- TASK ITEM: Extract each line of the records below that contains the word "Quickstart".

(Point-per-instance localization data)
━━━━━━

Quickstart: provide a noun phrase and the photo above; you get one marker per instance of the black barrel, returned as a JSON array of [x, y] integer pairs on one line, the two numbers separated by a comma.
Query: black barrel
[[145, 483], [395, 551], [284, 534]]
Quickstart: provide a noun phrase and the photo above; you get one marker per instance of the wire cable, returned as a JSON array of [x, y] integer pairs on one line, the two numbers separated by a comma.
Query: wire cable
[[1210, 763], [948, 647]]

━━━━━━

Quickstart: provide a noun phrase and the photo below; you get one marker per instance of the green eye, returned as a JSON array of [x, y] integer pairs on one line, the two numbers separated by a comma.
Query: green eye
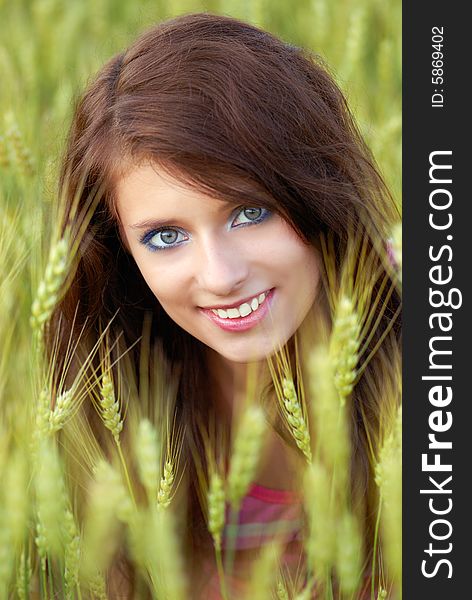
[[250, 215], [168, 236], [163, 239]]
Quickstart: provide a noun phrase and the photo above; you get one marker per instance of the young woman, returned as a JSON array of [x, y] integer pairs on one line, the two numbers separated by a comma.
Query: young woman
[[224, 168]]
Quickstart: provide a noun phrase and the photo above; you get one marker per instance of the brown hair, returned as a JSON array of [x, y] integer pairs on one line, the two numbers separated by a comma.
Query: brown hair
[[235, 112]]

━━━━━━

- WRITTEN ANSWER:
Quickstart: provide a noun phrase and the photo above; you get one marker per instance of the black barrel, returned as a JSON array of [x, y] integer pairs on one line, the two numbers separated by a comma.
Quickstart: provide a noun phrase and the photo above; you get one marker per instance of the wire cable, returned as a JSON array of [x, y] integer pairs on one line, the two numbers separated by a comma.
Quickstart: provide a noun phrase and the photo below; you get one marker per instance of the green eye, returned as a JSON array of [x, y] integer pairs on one line, the two numbers separated by a comma.
Quickstart: provide a noun phrase and the photo above; you get one marker per instance of the young woman, returned as a JSON array of [x, y] integer pairs on one line, the two numbers separated by a comma.
Quickstart: provide a noun phrase and the photo above; you get one marker per instance of the brown hair, returned as a JSON array of [x, y] integer pairs on one line, the two numbers separated by a comma.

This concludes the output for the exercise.